Render every one of the following lines as a numbered list, omitting any blank lines.

___ GIVEN RECORDS ___

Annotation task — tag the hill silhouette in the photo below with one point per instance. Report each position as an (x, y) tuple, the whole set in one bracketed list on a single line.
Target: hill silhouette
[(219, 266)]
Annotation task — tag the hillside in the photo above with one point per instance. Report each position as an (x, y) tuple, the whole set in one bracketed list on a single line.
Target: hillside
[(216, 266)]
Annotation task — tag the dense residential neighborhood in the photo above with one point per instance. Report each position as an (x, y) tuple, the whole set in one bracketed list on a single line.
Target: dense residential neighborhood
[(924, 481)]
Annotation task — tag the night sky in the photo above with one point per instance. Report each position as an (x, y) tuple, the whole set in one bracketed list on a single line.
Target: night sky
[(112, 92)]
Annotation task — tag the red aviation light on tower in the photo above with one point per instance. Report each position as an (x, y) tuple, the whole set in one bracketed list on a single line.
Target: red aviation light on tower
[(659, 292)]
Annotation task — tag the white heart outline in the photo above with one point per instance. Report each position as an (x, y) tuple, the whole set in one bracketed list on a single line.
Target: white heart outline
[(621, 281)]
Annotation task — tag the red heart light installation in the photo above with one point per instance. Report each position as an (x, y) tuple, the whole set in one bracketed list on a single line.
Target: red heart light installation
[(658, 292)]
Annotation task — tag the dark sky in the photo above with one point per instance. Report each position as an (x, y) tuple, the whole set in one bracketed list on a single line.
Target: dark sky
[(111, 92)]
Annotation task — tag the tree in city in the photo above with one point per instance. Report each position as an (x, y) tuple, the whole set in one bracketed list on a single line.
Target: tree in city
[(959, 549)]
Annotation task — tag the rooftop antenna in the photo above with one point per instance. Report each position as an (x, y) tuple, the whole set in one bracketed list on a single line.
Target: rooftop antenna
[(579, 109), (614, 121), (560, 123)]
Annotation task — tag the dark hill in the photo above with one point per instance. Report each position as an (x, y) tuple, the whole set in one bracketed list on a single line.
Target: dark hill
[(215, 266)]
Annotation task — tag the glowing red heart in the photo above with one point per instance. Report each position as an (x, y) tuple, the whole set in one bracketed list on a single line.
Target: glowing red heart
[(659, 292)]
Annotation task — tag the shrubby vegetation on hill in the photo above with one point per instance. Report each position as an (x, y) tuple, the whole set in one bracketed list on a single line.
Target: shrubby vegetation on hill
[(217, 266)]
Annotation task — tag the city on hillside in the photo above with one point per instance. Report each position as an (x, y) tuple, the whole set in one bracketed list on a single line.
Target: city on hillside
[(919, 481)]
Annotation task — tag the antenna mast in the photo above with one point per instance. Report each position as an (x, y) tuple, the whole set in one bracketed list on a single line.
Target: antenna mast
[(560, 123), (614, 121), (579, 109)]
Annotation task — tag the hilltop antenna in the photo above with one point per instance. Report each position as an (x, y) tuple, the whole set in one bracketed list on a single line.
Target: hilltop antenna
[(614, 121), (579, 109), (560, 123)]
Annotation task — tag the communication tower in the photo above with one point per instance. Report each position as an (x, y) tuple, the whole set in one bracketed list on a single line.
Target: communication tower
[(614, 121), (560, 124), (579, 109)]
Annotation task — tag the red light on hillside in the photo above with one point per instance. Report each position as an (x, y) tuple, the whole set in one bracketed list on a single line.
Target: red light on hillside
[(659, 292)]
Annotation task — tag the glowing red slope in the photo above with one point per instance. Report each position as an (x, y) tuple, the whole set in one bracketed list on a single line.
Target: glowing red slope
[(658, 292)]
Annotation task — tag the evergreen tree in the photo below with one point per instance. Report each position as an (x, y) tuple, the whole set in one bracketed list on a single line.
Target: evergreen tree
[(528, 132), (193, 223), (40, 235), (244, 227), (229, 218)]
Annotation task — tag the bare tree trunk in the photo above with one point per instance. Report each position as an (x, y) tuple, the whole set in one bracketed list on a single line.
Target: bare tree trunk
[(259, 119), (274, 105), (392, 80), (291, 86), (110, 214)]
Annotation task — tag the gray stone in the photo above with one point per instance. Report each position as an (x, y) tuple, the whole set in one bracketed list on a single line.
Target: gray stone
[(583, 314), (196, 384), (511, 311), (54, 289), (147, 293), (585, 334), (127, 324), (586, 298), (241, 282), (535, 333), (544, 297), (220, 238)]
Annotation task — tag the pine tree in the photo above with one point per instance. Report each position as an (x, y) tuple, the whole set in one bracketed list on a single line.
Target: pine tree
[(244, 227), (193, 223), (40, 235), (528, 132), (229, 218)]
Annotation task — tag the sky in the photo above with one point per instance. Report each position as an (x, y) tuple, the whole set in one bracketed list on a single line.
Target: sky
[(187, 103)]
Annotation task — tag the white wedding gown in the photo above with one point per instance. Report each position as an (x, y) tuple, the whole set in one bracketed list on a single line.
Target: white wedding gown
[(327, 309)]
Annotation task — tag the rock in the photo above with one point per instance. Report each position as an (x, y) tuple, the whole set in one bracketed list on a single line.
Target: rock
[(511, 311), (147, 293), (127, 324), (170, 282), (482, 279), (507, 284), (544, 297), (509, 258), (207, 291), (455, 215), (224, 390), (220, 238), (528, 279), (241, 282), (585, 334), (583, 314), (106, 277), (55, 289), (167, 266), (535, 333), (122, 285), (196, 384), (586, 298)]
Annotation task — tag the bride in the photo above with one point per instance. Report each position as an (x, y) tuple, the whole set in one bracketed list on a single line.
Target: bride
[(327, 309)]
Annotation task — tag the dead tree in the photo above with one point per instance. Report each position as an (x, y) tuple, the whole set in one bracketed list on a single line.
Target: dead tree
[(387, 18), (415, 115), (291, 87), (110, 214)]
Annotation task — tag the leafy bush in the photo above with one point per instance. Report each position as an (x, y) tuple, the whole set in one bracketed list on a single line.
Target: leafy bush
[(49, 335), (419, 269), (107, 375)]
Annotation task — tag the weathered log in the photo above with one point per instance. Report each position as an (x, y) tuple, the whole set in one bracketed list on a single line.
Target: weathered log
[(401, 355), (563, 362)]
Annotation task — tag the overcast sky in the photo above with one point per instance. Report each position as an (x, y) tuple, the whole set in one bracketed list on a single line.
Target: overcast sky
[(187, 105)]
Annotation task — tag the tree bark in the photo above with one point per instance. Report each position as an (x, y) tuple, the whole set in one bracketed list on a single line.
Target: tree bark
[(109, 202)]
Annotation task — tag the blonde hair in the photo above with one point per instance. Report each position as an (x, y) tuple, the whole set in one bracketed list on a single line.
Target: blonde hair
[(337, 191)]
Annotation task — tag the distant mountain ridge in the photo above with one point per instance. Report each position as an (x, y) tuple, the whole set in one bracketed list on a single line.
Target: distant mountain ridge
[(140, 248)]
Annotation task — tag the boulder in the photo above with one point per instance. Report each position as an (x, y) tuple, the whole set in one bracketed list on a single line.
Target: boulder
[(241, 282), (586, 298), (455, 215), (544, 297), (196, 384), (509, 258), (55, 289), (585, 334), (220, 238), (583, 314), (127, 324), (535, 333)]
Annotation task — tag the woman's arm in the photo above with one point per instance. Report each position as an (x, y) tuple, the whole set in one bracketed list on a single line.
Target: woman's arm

___

**EXERCISE SOLUTION**
1. Annotation task — tag the hill silhouette in the photo below with one point per instance. Report each position as an (x, y) tuple, the whole set in one bracketed list on a single line.
2. Target: hill silhouette
3. [(219, 266)]
4. Annotation task — tag the hillside in the photo above with one point per instance. Report each position as an (x, y) tuple, the whole set in one bracketed list on a single line.
5. Target: hillside
6. [(216, 266)]
7. Annotation task — tag the dense residential neighborhood in the photo above with one point per instance. Report each position as an (x, y) tuple, the whole set in one bracketed list on a single line.
8. Target: dense residential neighborhood
9. [(924, 481)]
10. Annotation task — tag the night sky in the photo above with one point per instance. Report each position as an (x, y) tuple, the whole set in one bracketed list on a single line.
11. Target: night sky
12. [(112, 92)]
13. Annotation task — tag the red aviation light on tower in the photo above with one point per instance. Report each position as an (x, y) tuple, the whole set in one bracketed list on a single line.
14. Target: red aviation light on tower
15. [(659, 292)]
16. Annotation task — tag the white heart outline in the photo above with one point per instance. Report each position as an (x, y) tuple, the whole set in one bracketed list on a single line.
17. Target: white heart outline
18. [(621, 281)]
19. Annotation task — tag the red heart light installation in the photo above with one point per instance. Report each position as an (x, y) tuple, the whole set in one bracketed list on a single line.
20. Target: red heart light installation
21. [(658, 292)]
22. Annotation task — tag the dark sky in the photo above with one point per instance. Report each position as an (x, y) tuple, the whole set in one bracketed list on a single line.
23. Target: dark sky
24. [(111, 92)]
25. Annotation task — tag the tree in city in the photo above with one point per instance. Report each position as an (x, y) tuple, the whole set in one bracketed list on a single line.
26. Target: tree in city
27. [(959, 549)]
28. Annotation task — tag the rooftop antenna in the photo above with one point per instance. Report each position as an (x, y) tuple, the whole set in one bracketed list on a single line.
29. Target: rooftop antenna
30. [(579, 109), (614, 121), (560, 123)]
31. Annotation task — tag the dark hill in the photo above with one point per instance. Report each position as an (x, y) tuple, the whole set in one bracketed list on a single line.
32. Target: dark hill
33. [(215, 266)]
34. Annotation task — tag the glowing red heart in the photo above with one point per instance. Report each position as an (x, y) tuple, the whole set in one bracketed list on a single line.
35. Target: glowing red heart
36. [(659, 292)]
37. Annotation task — tag the shrubby vegetation on hill in the photo above with one point per instance. Report each position as an (x, y) tuple, the whole set in one bracketed list on a single line.
38. Target: shrubby vegetation on hill
39. [(217, 266)]
40. Annotation task — tag the city on hillside in the photo above with one point per instance. Report each position as an (x, y) tuple, the whole set in one bracketed list on a single line.
41. Target: city on hillside
42. [(919, 481)]
43. Annotation task — tag the antenna mast in the photo above with one point per instance. Report each position as an (x, y) tuple, the whole set in one bracketed list on a single line.
44. Target: antenna mast
45. [(560, 123), (614, 121), (579, 109)]
46. Annotation task — tag the hilltop antenna in the photo above with one point per instance. Report each position as an (x, y) tuple, the whole set in one bracketed list on a single line.
47. Target: hilltop antenna
48. [(614, 121), (579, 109), (560, 123)]
49. Annotation task — tag the communication tower in the photo above with one point per instance. Report each position as an (x, y) tuple, the whole set in one bracketed list on a single line.
50. Target: communication tower
51. [(614, 121), (560, 124), (579, 109)]
52. Annotation task — tag the red light on hillside in the photo above with one point per instance. Report each position as an (x, y) tuple, the whole set in one bracketed list on a single line.
53. Target: red light on hillside
54. [(659, 292)]
55. Annotation task — tag the glowing red slope in the photo above with one point per instance. Report each position as an (x, y) tuple, the whole set in one bracketed list on a single line.
56. Target: glowing red slope
57. [(658, 292)]
58. Annotation task — tag the evergreen tree in the photo below with one point per instance. Report each position as an (x, y) tuple, the whole set in one bracketed list on a single line.
59. Target: evergreen tree
60. [(528, 132), (193, 223), (40, 235), (244, 227), (229, 218)]
61. Annotation task — tag the bare tree trunk in the photo above with one point per instance. Report each position as an (x, y) tuple, the whole set in one bracketed list on a single line.
62. Target: bare tree trunk
63. [(259, 119), (274, 105), (392, 80), (291, 86), (110, 214)]
64. Annotation task — tag the gray stone in the photo above with one point per instance. Report each position as an (x, y) tuple, the whole set in one bracketed list on a single line.
65. Target: gray stone
66. [(583, 314), (196, 384), (511, 311), (54, 289), (147, 293), (585, 334), (127, 324), (586, 298), (241, 282), (535, 333), (544, 297), (220, 238)]
67. Annotation task — tag the pine tree in the photo above with one point per instance. Report each position as an (x, y) tuple, the whole set in one bracketed list on a single line.
68. Target: pine tree
69. [(244, 227), (193, 223), (40, 235), (528, 132), (229, 218)]
70. Annotation task — tag the sky in the photo above with one point per instance. Report each position as an (x, y) tuple, the whole set in one bracketed list on a single line.
71. Target: sky
72. [(187, 103)]
73. Annotation task — tag the white wedding gown in the photo above with one point per instance. Report each position as an (x, y) tuple, the whole set in one bracketed list on a single line.
74. Target: white wedding gown
75. [(327, 309)]
76. Annotation task — tag the rock in the photo above with one point per instance. Report each position as an (x, y) tuple, the whole set in one bracketed list on a single line.
77. Target: rock
78. [(511, 311), (147, 293), (127, 324), (170, 282), (482, 279), (507, 284), (544, 297), (509, 258), (207, 291), (455, 215), (224, 390), (220, 238), (528, 279), (241, 282), (585, 334), (583, 314), (106, 277), (55, 289), (167, 266), (535, 333), (122, 285), (196, 384), (586, 298)]
79. Annotation task — tag the bride in the photo above with one point per instance. Report each position as an (x, y) tuple, the whole set in one bracketed list on a single line.
80. Target: bride
81. [(327, 309)]
82. Annotation task — tag the dead tree in the photo above with one point per instance. Report each position as an (x, y) tuple, the whole set in one bracketed list on a single line.
83. Target: dead tree
84. [(387, 18), (415, 115), (291, 87), (110, 214)]
85. Annotation task — tag the leafy bush in the photo above with one point per instance. Report each position as an (x, y) tuple, the whole set in one bracketed list on a single line.
86. Target: leafy bush
87. [(49, 335), (419, 269), (107, 375)]
88. Annotation task — tag the weathered log in the photo above with one point per instance. Report each position as an (x, y) tuple, the whole set in one bracketed list on a single line.
89. Target: weathered log
90. [(401, 355), (563, 362)]
91. Annotation task — tag the overcast sky in the photo above with one point per instance. Report each position as an (x, y) tuple, the whole set in one bracketed list on a single line.
92. Target: overcast sky
93. [(187, 105)]
94. Annotation task — tag the tree bark in the photo above with one point per instance. Report each position as an (x, y) tuple, the whole set in one bracketed list on a single line.
95. Target: tree bark
96. [(109, 202)]
97. Annotation task — tag the blonde hair in the photo above with one point per instance. Report each position as an (x, y) tuple, the whole set in one bracketed list on a single line.
98. Target: blonde hair
99. [(337, 191)]
100. Annotation task — tag the distant mountain ridge in the photo above with one point per instance. Report each position as an (x, y) tuple, the whole set in one bracketed list on a single line.
101. Target: distant mountain ridge
102. [(140, 248)]
103. Annotation task — tag the boulder in the photo above with one point per instance. Report each position as an (x, y) tuple, the whole set in one bracketed list on a single line.
104. Target: boulder
105. [(241, 282), (586, 298), (455, 215), (544, 297), (196, 384), (509, 258), (55, 289), (585, 334), (220, 238), (583, 314), (127, 324), (535, 333)]
106. Annotation task — tag the woman's arm in the photo above with one point per instance. Report each position as an (x, y) tuple, the whole set in one bracketed list on a single line.
107. Target: woman's arm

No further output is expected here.